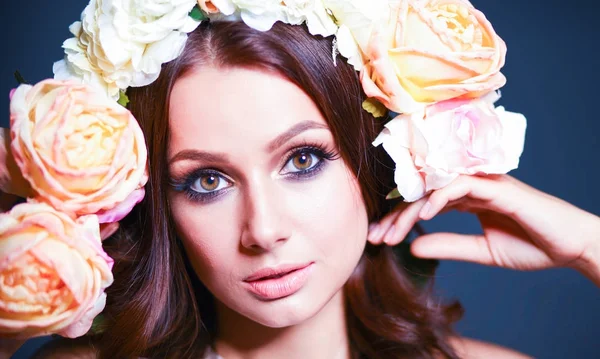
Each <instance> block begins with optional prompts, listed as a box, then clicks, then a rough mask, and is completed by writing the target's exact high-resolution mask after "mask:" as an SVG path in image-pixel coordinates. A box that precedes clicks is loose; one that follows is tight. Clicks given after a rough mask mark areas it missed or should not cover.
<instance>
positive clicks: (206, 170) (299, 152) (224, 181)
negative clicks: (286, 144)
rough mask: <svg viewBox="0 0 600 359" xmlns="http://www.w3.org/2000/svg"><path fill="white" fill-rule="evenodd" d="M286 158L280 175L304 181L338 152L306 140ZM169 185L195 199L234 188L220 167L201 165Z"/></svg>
mask: <svg viewBox="0 0 600 359" xmlns="http://www.w3.org/2000/svg"><path fill="white" fill-rule="evenodd" d="M283 158H284V159H285V160H284V161H283V162H282V164H281V165H280V166H281V169H280V170H279V173H280V175H281V176H282V177H283V178H285V179H288V180H291V181H305V180H310V179H312V178H314V177H316V176H317V175H318V174H319V173H320V172H321V171H322V170H323V169H325V168H326V166H327V164H328V163H329V162H330V161H334V160H336V159H338V158H339V154H338V153H337V152H336V151H335V150H334V149H327V147H326V146H324V145H322V144H308V143H304V144H302V145H301V146H296V147H294V148H292V149H291V150H289V151H288V152H287V153H286V154H285V155H284V156H283ZM169 185H170V186H171V187H172V188H173V190H174V191H175V192H179V193H184V194H185V195H186V196H187V198H188V199H189V200H190V201H192V202H199V203H210V202H213V201H215V200H217V199H218V198H220V197H222V196H224V195H226V194H227V193H228V192H229V191H230V190H232V189H233V186H234V181H233V180H232V179H231V178H230V177H228V176H227V175H225V174H224V173H223V172H222V171H220V170H218V169H215V168H198V169H195V170H192V171H191V172H189V173H188V174H185V175H183V176H182V177H181V178H180V179H175V178H170V179H169Z"/></svg>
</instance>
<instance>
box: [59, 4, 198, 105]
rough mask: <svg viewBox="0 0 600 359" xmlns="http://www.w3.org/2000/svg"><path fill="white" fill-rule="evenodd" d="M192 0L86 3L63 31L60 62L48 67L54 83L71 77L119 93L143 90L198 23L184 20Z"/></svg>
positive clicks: (186, 20) (171, 59)
mask: <svg viewBox="0 0 600 359" xmlns="http://www.w3.org/2000/svg"><path fill="white" fill-rule="evenodd" d="M196 4H197V0H91V1H90V3H89V4H88V6H87V7H86V8H85V10H84V11H83V13H82V15H81V21H78V22H75V23H74V24H73V25H71V27H70V28H69V29H70V31H71V33H72V34H73V35H74V36H75V37H73V38H70V39H68V40H66V41H65V42H64V44H63V47H64V48H65V59H64V60H62V61H59V62H57V63H55V64H54V68H53V70H54V75H55V78H56V79H59V80H65V79H77V80H79V81H80V82H83V83H90V84H94V85H96V86H99V87H101V88H103V89H104V90H105V91H106V92H107V93H108V95H109V96H110V97H112V98H113V99H118V98H119V90H120V89H126V88H128V87H130V86H134V87H136V86H145V85H148V84H150V83H152V82H153V81H154V80H156V79H157V78H158V75H159V73H160V69H161V66H162V64H163V63H166V62H169V61H171V60H173V59H175V58H176V57H178V56H179V55H180V54H181V51H182V50H183V47H184V46H185V42H186V40H187V33H188V32H191V31H193V30H194V29H195V28H196V27H197V26H198V24H199V23H198V22H197V21H195V20H194V19H192V18H191V17H190V16H189V12H190V10H192V8H193V7H194V6H195V5H196Z"/></svg>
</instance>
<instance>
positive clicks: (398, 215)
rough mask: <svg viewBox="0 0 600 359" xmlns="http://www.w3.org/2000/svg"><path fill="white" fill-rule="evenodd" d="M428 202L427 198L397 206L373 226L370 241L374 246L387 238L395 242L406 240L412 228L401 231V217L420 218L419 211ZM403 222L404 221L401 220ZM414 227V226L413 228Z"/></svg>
mask: <svg viewBox="0 0 600 359" xmlns="http://www.w3.org/2000/svg"><path fill="white" fill-rule="evenodd" d="M426 201H427V199H426V198H422V199H420V200H418V201H416V202H412V203H407V202H403V203H400V204H399V205H398V206H396V207H395V208H394V209H393V210H392V211H391V212H390V213H388V214H387V215H386V216H385V217H383V218H382V219H381V220H380V221H379V223H377V224H375V225H374V226H373V228H372V229H373V231H372V232H370V233H369V237H368V240H369V242H371V243H372V244H375V245H379V244H381V243H382V242H384V241H385V240H386V238H388V237H389V238H390V240H391V241H393V238H396V237H399V236H400V237H401V238H404V236H406V234H408V232H409V231H410V228H409V229H408V230H406V229H405V228H404V226H403V227H402V228H400V229H398V228H396V227H397V222H398V220H399V218H400V217H401V216H404V215H405V214H411V213H413V212H414V211H415V210H416V213H414V215H415V216H418V213H419V209H420V208H421V207H422V206H423V205H424V204H425V202H426ZM401 221H403V220H401ZM411 227H412V226H411ZM398 242H399V241H398Z"/></svg>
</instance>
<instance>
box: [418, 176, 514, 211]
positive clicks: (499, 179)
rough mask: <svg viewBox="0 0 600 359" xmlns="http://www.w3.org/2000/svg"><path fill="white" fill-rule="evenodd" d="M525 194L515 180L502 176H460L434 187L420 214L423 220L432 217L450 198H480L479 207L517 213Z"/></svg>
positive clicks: (450, 199)
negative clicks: (447, 181)
mask: <svg viewBox="0 0 600 359" xmlns="http://www.w3.org/2000/svg"><path fill="white" fill-rule="evenodd" d="M521 194H522V191H521V190H517V186H515V185H514V182H513V181H510V180H508V179H506V178H504V177H502V176H489V177H483V176H466V175H465V176H460V177H458V178H457V179H456V180H455V181H454V182H452V183H450V184H449V185H448V186H446V187H444V188H441V189H439V190H435V191H433V192H432V193H431V195H430V196H429V201H428V203H427V204H425V206H424V207H423V209H422V211H421V213H420V214H419V215H420V217H421V219H423V220H428V219H431V218H433V217H434V216H436V215H437V214H438V213H439V212H440V211H441V210H442V209H443V208H445V207H446V206H447V205H448V204H449V203H450V202H453V201H457V200H459V199H461V198H465V199H466V200H468V201H473V200H474V201H476V203H477V205H478V207H479V209H483V208H485V209H489V210H493V211H497V212H500V213H504V214H509V213H514V212H515V211H516V210H517V207H518V205H519V203H522V202H523V201H522V199H521V198H520V197H519V196H521ZM464 203H465V204H466V203H468V202H464Z"/></svg>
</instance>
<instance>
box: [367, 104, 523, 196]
mask: <svg viewBox="0 0 600 359" xmlns="http://www.w3.org/2000/svg"><path fill="white" fill-rule="evenodd" d="M385 127H386V128H385V129H384V130H383V131H382V132H381V134H380V135H379V136H378V137H377V138H376V139H375V141H374V142H373V145H375V146H378V145H380V144H382V145H383V147H384V148H385V150H386V151H387V152H388V154H389V155H390V156H391V157H392V159H393V160H394V162H395V163H396V171H395V176H394V179H395V182H396V184H397V185H398V191H399V192H400V194H401V195H402V197H404V200H405V201H407V202H413V201H416V200H418V199H420V198H421V197H423V196H425V195H426V194H427V193H428V192H429V191H431V190H435V189H439V188H442V187H444V186H446V185H448V184H449V183H450V182H452V181H453V180H454V179H455V178H456V177H458V176H459V175H460V174H467V175H475V174H492V173H497V174H499V173H507V172H509V171H511V170H512V169H515V168H517V167H518V164H519V157H520V156H521V153H522V152H523V145H524V141H525V128H526V120H525V117H524V116H523V115H521V114H518V113H514V112H508V111H505V110H504V108H503V107H496V108H494V105H493V103H492V101H490V99H489V98H484V99H475V100H449V101H444V102H440V103H437V104H435V105H432V106H429V107H427V108H426V109H425V110H424V111H422V112H419V113H414V114H411V115H400V116H398V117H396V118H395V119H393V120H392V121H390V122H389V123H387V124H386V126H385Z"/></svg>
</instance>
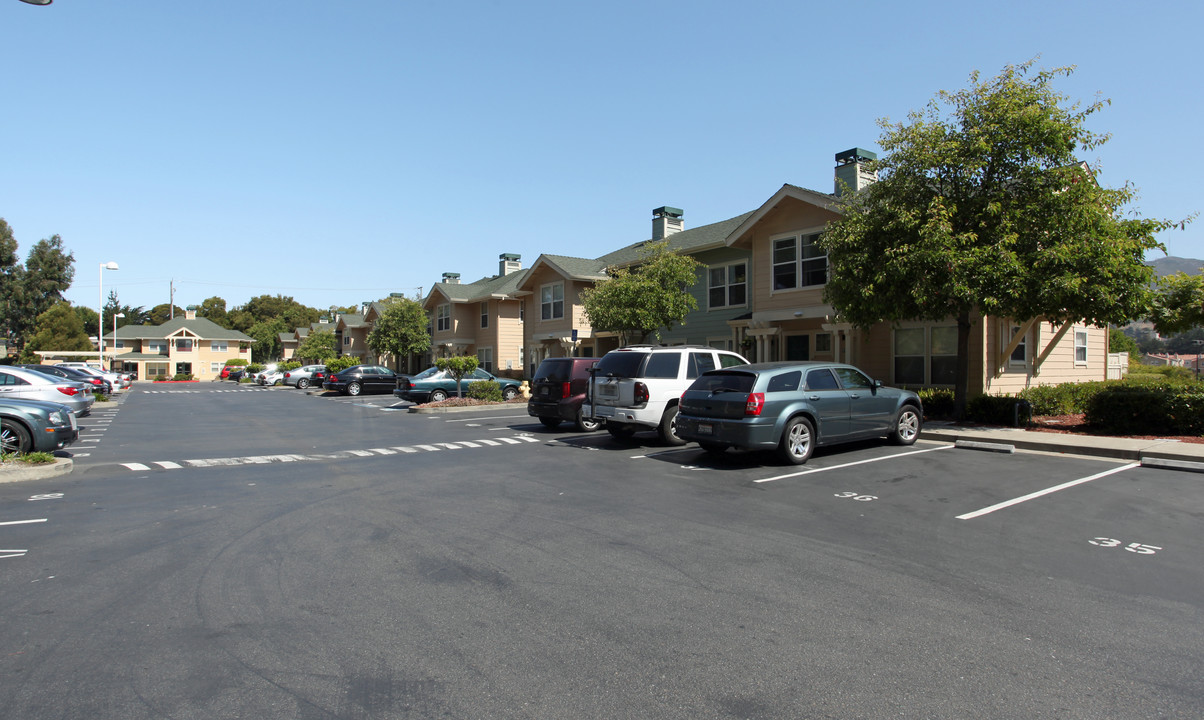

> [Goal of the exercise]
An exact copy is needed of the lines from the start of the listing through the line with "negative clicks: (286, 144)", both end lines included and pictures excluded.

> [Task output]
Each <instance> block begins with optional prompts, listed as a box, then clicks, then a rough mask, and is completed by writing the target's exact high-resolution mask after "mask:" as an SVG path in image-pixel coordinates. A box that precedes clicks is loose; one that follows is tight. Clicks given after a rough mask mark areas it missed or should not cover.
<instance>
positive clicks: (206, 170) (299, 152) (224, 181)
negative clicks: (286, 144)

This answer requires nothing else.